(Collected data entries)
- - -
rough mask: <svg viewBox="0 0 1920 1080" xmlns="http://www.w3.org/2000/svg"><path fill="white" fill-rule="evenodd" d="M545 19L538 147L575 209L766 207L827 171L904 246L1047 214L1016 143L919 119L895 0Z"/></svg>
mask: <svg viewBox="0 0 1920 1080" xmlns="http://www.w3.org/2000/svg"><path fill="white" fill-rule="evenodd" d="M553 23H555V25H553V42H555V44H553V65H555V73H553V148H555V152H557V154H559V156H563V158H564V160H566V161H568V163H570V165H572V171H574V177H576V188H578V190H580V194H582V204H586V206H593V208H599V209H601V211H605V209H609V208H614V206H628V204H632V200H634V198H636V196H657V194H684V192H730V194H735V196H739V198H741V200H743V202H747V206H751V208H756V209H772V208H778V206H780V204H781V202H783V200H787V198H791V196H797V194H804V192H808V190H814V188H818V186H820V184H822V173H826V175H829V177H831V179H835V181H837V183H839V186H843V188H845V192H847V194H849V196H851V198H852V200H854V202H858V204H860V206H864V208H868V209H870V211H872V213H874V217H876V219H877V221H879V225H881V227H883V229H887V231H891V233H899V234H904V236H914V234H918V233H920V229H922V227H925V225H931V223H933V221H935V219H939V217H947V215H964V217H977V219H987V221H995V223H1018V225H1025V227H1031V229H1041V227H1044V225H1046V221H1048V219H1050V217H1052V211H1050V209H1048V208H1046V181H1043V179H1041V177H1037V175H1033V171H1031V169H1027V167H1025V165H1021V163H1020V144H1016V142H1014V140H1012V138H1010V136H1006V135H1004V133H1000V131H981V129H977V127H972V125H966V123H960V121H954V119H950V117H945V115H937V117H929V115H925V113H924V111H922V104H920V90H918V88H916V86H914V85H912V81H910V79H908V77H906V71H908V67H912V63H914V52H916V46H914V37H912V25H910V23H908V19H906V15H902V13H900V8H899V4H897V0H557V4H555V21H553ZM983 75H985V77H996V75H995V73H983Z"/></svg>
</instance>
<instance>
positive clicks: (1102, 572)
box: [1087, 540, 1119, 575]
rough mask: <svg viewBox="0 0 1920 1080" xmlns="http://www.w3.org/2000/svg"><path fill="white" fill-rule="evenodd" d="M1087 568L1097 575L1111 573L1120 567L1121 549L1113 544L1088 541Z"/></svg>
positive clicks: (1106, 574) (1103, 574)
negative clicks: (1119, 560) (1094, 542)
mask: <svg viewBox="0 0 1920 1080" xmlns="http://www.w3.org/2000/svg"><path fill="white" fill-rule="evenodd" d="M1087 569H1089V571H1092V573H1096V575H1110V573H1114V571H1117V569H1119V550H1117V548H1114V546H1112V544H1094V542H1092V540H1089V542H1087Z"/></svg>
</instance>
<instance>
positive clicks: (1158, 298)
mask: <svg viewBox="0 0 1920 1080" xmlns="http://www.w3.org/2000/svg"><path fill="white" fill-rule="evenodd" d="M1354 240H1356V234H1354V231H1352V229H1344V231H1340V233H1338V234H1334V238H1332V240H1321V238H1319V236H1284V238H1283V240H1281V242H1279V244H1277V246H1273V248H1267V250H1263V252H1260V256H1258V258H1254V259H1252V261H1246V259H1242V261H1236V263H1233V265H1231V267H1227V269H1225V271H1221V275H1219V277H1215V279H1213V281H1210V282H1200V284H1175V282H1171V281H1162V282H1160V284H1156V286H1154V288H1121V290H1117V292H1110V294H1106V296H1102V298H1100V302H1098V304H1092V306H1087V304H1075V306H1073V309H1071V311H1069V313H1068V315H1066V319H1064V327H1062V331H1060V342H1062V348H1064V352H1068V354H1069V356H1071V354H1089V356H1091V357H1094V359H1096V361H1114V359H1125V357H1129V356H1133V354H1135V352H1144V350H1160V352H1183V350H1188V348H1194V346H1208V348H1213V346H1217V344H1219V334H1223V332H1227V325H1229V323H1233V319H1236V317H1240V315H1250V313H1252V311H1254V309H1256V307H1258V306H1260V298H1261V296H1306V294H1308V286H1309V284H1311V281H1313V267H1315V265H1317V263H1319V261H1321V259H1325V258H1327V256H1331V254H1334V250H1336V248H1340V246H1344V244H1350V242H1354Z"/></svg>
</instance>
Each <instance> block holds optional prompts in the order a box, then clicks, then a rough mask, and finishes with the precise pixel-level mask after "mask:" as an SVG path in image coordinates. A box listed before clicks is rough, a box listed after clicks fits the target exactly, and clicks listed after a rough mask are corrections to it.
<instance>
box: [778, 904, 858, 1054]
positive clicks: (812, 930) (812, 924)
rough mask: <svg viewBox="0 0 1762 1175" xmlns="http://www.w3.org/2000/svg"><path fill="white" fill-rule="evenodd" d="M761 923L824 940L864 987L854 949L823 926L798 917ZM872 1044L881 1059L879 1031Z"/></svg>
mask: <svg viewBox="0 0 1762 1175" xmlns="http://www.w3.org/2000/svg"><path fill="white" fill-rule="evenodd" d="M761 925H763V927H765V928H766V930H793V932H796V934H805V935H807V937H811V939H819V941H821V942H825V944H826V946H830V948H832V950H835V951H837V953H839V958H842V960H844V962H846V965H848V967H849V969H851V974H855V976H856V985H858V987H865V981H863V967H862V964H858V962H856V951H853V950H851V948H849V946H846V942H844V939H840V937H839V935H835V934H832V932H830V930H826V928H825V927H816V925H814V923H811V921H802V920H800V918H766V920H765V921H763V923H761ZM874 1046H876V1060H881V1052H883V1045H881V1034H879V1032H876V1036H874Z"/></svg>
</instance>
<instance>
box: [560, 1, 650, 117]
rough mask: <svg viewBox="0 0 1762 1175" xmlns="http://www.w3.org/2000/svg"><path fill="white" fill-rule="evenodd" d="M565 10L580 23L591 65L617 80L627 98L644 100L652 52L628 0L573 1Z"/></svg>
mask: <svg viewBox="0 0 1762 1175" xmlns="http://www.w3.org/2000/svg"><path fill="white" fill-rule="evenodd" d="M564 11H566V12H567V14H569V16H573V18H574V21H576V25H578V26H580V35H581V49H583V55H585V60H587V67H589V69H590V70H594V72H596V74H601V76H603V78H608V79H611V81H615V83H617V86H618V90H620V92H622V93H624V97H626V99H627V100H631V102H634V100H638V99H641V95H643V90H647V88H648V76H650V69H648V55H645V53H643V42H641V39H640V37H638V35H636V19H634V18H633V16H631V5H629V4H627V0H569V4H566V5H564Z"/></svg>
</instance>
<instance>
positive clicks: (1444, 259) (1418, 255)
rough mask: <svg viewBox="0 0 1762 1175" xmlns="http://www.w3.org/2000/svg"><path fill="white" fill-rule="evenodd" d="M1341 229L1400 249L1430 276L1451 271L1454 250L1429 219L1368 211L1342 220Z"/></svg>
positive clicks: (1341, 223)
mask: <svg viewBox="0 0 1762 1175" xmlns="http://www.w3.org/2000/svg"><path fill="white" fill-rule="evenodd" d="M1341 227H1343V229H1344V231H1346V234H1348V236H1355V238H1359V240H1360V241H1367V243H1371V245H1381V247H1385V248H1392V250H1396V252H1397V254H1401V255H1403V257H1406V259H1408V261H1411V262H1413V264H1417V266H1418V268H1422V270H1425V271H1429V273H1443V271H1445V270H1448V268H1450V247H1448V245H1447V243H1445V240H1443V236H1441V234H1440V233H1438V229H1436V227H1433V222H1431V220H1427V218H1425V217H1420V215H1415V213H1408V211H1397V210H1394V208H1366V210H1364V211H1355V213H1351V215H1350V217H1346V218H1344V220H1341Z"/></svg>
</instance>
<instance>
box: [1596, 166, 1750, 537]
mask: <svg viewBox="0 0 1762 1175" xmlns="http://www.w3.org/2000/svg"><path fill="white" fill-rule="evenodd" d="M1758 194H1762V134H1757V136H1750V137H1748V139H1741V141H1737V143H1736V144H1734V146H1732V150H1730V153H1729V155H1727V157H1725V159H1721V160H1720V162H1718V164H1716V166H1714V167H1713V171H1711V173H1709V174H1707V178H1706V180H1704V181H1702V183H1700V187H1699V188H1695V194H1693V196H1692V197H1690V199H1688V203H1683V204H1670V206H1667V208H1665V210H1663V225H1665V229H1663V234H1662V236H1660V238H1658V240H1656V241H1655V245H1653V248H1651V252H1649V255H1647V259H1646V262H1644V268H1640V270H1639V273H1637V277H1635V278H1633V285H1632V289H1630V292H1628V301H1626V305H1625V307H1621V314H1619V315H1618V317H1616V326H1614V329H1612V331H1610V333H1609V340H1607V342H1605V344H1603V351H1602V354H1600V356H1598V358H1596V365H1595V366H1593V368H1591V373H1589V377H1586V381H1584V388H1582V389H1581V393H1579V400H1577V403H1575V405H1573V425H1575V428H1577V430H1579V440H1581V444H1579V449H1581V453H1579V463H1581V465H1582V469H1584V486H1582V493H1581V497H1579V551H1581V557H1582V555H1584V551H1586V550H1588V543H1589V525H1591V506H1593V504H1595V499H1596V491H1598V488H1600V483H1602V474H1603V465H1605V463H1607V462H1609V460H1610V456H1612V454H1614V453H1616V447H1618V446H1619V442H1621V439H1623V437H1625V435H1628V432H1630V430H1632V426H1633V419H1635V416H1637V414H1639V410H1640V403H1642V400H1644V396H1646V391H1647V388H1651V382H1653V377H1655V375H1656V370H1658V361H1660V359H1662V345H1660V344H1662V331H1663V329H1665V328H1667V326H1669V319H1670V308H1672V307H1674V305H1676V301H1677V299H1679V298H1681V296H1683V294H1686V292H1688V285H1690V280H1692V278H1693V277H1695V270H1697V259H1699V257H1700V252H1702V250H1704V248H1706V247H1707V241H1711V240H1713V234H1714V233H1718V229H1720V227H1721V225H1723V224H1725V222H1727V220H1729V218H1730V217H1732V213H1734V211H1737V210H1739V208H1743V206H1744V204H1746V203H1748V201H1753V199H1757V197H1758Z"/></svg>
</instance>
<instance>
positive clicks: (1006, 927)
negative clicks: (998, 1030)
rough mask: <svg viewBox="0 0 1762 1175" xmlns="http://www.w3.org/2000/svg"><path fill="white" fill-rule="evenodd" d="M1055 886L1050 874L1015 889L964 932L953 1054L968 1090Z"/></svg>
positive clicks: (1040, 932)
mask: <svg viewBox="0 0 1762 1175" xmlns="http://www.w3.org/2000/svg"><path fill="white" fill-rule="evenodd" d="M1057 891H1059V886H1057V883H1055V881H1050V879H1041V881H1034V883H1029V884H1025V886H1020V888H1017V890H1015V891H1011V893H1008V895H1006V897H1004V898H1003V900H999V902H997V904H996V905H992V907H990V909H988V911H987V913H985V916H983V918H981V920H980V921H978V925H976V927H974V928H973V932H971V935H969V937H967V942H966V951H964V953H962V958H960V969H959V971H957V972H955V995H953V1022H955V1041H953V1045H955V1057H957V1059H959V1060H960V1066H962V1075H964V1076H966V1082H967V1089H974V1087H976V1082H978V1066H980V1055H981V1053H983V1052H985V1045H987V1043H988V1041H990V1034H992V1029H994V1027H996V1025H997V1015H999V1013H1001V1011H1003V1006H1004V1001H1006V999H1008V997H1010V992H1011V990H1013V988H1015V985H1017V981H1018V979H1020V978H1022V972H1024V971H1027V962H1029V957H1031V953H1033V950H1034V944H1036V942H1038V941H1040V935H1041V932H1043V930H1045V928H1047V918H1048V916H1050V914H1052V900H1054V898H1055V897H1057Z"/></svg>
- - -
■ The problem ■
Reproduce everything from "568L1097 575L1111 573L1120" down to "positive clicks: (1106, 574) (1103, 574)", swapping "rough mask" for "draft mask" and leaving all else unchanged.

■ Expected output ■
draft mask: <svg viewBox="0 0 1920 1080" xmlns="http://www.w3.org/2000/svg"><path fill="white" fill-rule="evenodd" d="M1087 568L1097 575L1111 573L1120 567L1121 549L1113 544L1088 541Z"/></svg>
positive clicks: (1106, 574) (1103, 574)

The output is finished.